- _Quoted passage_
If you are an #exjw or perhaps just inactive then you have probably received one of these today...
Yes that's right! The obligatory Memorial Invite via text message.
As the days passed this week I wondered if I would receive such a text message, but being properly shunned I thought no that probably won't happen. As the days continued to pass I decided I was so happy that I didn't receive this message. Afterall, if you don't care to be part of my life or speak to me on a normal day then why should I love or be happy your willing to speak to me Only when it is in regards to religion?
You're only willing to reach out if it means trying to get me back into the Cult of Jehovah's Witnesses.
Unfortunately, my joy was not long lasting. 11am and I received this message from my mother.
I should have taken the high road and just left it unread. I should not have engaged. I should not have stooped to this level. Afterall, she chose to shun me simply over a religious difference, but I could not hold back.

Excerpts of labeled region data:

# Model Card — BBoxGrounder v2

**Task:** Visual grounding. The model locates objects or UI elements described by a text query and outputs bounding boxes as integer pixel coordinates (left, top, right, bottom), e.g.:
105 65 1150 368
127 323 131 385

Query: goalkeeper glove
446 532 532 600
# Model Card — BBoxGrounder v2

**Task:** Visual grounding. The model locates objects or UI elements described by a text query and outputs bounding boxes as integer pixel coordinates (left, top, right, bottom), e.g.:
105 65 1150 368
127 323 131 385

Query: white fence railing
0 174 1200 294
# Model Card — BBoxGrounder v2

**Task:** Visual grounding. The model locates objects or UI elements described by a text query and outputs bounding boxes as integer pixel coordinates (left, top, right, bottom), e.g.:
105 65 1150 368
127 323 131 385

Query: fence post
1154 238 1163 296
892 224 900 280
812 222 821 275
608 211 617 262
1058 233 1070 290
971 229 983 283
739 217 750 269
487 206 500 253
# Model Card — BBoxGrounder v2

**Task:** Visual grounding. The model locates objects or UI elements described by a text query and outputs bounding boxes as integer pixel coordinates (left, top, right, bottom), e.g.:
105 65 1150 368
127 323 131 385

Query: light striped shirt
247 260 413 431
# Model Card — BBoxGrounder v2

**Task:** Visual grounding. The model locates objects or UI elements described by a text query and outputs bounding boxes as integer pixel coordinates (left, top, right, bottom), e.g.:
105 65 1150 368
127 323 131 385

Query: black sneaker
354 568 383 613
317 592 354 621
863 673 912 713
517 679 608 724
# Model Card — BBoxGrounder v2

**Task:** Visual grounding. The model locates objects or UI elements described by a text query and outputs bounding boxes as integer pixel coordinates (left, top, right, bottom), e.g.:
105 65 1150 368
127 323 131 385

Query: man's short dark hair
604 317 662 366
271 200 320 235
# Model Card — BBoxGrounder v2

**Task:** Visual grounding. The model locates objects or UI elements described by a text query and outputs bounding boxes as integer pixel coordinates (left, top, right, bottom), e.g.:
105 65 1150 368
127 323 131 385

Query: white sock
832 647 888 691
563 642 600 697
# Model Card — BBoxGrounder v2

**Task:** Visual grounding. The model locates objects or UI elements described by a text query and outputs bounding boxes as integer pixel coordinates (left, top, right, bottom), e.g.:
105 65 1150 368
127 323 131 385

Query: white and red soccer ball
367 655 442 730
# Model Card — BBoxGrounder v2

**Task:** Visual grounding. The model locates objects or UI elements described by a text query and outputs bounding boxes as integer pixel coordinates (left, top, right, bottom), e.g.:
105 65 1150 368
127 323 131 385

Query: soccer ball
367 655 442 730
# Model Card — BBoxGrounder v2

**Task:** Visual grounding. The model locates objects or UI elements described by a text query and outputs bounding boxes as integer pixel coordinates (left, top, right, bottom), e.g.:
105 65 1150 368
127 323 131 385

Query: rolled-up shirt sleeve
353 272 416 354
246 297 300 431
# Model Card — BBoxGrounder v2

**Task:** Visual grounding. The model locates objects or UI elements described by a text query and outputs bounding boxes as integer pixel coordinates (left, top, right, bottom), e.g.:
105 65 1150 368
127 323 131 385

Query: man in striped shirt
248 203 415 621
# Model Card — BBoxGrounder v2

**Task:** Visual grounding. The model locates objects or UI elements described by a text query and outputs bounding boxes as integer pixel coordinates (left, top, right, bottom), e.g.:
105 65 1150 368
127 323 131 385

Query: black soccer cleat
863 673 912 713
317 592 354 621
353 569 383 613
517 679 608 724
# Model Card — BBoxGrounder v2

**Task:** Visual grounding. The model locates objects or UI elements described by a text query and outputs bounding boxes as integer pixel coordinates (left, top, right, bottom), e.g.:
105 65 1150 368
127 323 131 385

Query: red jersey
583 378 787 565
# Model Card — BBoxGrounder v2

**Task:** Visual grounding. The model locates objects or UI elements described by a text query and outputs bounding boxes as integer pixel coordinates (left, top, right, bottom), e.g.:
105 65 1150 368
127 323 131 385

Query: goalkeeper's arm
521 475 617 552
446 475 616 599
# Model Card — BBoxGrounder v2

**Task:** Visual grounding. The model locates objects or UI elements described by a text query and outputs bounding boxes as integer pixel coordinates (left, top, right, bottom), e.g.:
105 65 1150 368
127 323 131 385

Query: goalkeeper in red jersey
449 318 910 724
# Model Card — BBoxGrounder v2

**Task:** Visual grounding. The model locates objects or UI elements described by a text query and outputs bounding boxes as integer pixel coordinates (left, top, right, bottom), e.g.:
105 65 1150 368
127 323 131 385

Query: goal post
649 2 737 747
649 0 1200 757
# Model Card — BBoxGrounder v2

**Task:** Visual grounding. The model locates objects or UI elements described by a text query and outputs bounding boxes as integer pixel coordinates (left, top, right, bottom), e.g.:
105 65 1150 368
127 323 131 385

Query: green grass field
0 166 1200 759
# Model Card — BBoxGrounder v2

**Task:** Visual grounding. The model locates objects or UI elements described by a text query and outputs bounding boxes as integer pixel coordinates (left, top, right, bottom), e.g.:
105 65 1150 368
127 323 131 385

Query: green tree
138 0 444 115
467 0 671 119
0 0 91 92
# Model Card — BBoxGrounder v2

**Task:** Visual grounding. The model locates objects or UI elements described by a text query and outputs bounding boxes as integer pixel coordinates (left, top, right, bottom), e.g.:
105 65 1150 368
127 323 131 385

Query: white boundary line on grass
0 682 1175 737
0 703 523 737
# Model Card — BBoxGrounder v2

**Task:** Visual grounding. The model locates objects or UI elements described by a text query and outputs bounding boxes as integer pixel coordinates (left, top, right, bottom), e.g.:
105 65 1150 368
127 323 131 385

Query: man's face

---

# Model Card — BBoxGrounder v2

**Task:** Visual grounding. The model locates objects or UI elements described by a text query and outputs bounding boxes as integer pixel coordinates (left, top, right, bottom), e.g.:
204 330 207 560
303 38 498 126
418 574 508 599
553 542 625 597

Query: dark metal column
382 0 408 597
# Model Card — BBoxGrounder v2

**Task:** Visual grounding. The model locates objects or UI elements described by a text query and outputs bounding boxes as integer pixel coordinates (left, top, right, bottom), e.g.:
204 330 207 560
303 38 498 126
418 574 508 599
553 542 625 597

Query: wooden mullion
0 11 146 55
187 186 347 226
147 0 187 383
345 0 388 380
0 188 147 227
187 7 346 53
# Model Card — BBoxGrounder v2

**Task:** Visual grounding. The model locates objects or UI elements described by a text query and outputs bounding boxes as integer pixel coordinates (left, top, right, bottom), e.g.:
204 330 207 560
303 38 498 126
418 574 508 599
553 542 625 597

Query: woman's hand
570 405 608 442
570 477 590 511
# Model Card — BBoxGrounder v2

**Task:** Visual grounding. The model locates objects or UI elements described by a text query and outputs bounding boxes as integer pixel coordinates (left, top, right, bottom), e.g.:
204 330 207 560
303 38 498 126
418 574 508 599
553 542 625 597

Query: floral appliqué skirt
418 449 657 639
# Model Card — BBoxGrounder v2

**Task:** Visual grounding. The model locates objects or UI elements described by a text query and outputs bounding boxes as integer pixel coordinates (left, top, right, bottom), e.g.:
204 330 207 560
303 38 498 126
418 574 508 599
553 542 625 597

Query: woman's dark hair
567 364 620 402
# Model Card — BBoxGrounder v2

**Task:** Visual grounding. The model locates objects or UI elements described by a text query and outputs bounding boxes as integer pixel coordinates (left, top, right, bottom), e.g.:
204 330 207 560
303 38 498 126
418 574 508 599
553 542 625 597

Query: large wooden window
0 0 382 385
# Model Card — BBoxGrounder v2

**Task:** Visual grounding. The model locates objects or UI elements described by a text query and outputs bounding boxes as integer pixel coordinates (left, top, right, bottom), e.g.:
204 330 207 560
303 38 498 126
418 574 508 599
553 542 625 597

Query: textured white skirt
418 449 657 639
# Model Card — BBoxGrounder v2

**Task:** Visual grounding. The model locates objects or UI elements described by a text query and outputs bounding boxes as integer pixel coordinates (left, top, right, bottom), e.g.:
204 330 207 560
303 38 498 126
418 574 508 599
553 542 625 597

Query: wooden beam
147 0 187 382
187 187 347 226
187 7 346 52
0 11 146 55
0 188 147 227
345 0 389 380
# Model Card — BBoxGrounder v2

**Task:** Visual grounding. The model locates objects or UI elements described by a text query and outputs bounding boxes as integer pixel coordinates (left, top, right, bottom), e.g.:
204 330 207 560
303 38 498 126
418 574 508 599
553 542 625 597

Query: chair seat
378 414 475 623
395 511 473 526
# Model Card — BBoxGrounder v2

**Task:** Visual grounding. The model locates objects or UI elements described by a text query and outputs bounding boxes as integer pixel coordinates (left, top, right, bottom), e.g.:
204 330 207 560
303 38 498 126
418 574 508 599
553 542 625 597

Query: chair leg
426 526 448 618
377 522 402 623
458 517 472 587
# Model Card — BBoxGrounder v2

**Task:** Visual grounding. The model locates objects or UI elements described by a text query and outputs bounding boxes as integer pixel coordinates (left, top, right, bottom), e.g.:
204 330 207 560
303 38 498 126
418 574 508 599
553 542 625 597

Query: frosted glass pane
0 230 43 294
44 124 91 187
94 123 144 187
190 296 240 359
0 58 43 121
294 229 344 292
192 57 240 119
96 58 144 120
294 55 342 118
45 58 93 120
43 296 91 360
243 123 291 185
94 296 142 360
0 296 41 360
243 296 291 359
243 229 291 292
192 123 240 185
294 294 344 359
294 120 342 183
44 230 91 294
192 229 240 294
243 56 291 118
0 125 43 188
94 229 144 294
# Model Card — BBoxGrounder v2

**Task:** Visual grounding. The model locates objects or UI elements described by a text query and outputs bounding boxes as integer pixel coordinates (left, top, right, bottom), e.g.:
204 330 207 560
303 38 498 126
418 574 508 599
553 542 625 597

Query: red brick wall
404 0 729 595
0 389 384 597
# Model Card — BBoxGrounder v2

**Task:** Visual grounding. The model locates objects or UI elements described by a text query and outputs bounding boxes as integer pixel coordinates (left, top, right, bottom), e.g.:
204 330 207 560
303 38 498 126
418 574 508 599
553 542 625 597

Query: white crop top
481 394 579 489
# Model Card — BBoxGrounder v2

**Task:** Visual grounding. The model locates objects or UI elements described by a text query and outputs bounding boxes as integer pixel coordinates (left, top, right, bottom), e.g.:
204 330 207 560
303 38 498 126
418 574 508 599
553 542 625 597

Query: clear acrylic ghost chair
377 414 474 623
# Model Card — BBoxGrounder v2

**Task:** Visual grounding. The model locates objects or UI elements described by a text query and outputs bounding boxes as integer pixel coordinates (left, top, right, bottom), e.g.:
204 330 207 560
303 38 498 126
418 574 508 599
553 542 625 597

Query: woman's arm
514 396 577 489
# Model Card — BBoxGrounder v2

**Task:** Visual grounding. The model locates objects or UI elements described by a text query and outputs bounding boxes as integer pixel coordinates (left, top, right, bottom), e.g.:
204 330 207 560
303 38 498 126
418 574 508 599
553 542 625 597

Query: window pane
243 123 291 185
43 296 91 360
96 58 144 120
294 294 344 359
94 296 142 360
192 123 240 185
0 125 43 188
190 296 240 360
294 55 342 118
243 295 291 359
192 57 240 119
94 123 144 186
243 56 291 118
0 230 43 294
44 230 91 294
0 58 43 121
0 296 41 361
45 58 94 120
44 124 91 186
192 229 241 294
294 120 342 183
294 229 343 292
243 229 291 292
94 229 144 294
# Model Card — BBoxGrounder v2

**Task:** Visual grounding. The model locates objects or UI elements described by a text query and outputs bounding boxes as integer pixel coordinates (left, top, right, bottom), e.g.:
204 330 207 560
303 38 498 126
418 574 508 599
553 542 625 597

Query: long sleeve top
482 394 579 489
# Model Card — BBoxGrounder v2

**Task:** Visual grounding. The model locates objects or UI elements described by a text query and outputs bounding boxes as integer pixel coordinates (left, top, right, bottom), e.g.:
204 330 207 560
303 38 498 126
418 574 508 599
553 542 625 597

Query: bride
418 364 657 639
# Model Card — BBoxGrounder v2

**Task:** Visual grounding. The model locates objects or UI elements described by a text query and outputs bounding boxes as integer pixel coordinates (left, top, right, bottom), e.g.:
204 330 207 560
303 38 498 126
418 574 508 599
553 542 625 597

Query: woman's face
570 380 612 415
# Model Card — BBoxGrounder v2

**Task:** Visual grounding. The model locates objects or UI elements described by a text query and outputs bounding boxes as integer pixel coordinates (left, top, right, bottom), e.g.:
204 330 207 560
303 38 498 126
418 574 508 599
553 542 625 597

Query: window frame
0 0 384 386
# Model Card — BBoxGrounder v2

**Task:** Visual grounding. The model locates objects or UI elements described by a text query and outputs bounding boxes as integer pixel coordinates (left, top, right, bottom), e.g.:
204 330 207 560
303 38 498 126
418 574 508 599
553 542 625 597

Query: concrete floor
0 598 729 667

- _Work instructions_
Continue the post about receiving a Memorial invitation by text message, starting right after its last sentence.

- _Expected output_
2-1/2 years I have held back words, sadness, tears, frustration, anger, and all the other emotions that come with being shunned. Today I could no longer hold back that frustration.
I continued my message to include reasons why I will not be at the Memorial. I included Truths about myself being an activist and how I want to support those who have been abused within the organization. I shared honesty about elders meetings from 2 years ago when the legal department refused to share information regarding my own abuse case. The fact that they blamed her, my mother and strictly the brothers in Cottage Grove, OR. Information I had been holding back for so long started pouring out me.
These messages might have been difficult, sad, and painful to read for my mother but sharing these truths just may have been the healthiest thing for me. I have felt a weight lift off my shoulders. I feel a serenity knowing that I live free to be who I am, what I want to be and I don't have to hide it from anyone.
Truth wins in the end.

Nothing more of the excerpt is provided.